- _Entries shown_:

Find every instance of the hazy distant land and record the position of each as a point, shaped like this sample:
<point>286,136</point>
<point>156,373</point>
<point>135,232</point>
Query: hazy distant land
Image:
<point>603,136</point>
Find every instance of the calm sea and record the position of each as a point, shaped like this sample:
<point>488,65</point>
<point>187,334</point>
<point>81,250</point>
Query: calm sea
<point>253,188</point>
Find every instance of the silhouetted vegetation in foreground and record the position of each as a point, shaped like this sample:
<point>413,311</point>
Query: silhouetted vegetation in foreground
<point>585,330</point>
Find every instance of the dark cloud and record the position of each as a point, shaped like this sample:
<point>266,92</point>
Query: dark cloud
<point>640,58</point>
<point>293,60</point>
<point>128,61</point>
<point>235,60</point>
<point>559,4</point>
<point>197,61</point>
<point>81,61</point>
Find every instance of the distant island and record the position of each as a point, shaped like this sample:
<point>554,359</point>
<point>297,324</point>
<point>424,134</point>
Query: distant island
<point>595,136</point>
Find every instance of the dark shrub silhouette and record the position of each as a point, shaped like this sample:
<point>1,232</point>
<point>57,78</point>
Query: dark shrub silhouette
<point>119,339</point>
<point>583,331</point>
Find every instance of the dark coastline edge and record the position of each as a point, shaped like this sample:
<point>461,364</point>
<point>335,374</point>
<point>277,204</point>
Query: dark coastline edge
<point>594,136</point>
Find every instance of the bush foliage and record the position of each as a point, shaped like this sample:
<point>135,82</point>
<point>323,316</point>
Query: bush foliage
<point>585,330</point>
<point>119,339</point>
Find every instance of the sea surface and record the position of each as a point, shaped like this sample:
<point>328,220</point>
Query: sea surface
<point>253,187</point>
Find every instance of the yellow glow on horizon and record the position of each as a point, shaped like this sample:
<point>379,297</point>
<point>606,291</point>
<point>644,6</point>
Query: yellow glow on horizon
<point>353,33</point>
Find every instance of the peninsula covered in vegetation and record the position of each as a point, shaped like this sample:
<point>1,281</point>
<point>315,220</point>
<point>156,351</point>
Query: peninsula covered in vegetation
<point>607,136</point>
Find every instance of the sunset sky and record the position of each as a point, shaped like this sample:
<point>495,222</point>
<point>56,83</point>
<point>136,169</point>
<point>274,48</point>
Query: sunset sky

- _Activity_:
Retype each line above exactly as written.

- _Task solution_:
Find every instance of the hazy distant land and record the position of each as a point, shaped like this sample:
<point>286,136</point>
<point>156,373</point>
<point>135,232</point>
Query: hazy distant land
Image:
<point>603,136</point>
Find every instance of the calm sea and record the position of each as a point, shaped like this sample:
<point>488,65</point>
<point>187,334</point>
<point>81,250</point>
Query: calm sea
<point>253,188</point>
Find every instance of the silhouetted vegetation in foreground and record the position of each as a point, shaped like this sample:
<point>413,311</point>
Query: silhouetted vegetation in foreground
<point>585,330</point>
Find every instance of the dark cloud and record the position of each as a point, shaped like this sample:
<point>266,92</point>
Query: dark cloud
<point>640,58</point>
<point>293,60</point>
<point>128,61</point>
<point>235,60</point>
<point>559,4</point>
<point>197,61</point>
<point>81,61</point>
Find every instance of the distant island and record the position of each as a point, shaped like this sample:
<point>554,359</point>
<point>297,324</point>
<point>424,134</point>
Query: distant island
<point>595,136</point>
Find every instance of the dark shrub silhouette and record the position of each as a point, shaped like this sample:
<point>1,232</point>
<point>57,78</point>
Query: dark shrub silhouette
<point>119,339</point>
<point>583,331</point>
Find every instance of the dark coastline edge and record the position of each as a point, shaped like this sample:
<point>461,364</point>
<point>335,374</point>
<point>277,204</point>
Query: dark coastline edge
<point>594,136</point>
Find every instance of the bush foliage and record the position of each as a point, shaped like this sample:
<point>135,82</point>
<point>323,316</point>
Query: bush foliage
<point>585,330</point>
<point>119,339</point>
Find every instance of the sea surface and record the position of each as a point, shaped like this sample:
<point>328,220</point>
Query: sea surface
<point>253,187</point>
Find every instance of the yellow glow on horizon and record the position of each as a point, shaped like this sample:
<point>379,297</point>
<point>606,291</point>
<point>644,6</point>
Query: yellow glow on horizon
<point>353,33</point>
Find every instance of the peninsula covered in vegetation and record the position of each as a point, shaped like this sample:
<point>1,281</point>
<point>315,220</point>
<point>156,351</point>
Query: peninsula covered in vegetation
<point>607,136</point>
Find every instance of the sunset sky and record the position of each as a point, shaped like this sample:
<point>495,222</point>
<point>56,83</point>
<point>136,169</point>
<point>274,48</point>
Query: sunset sky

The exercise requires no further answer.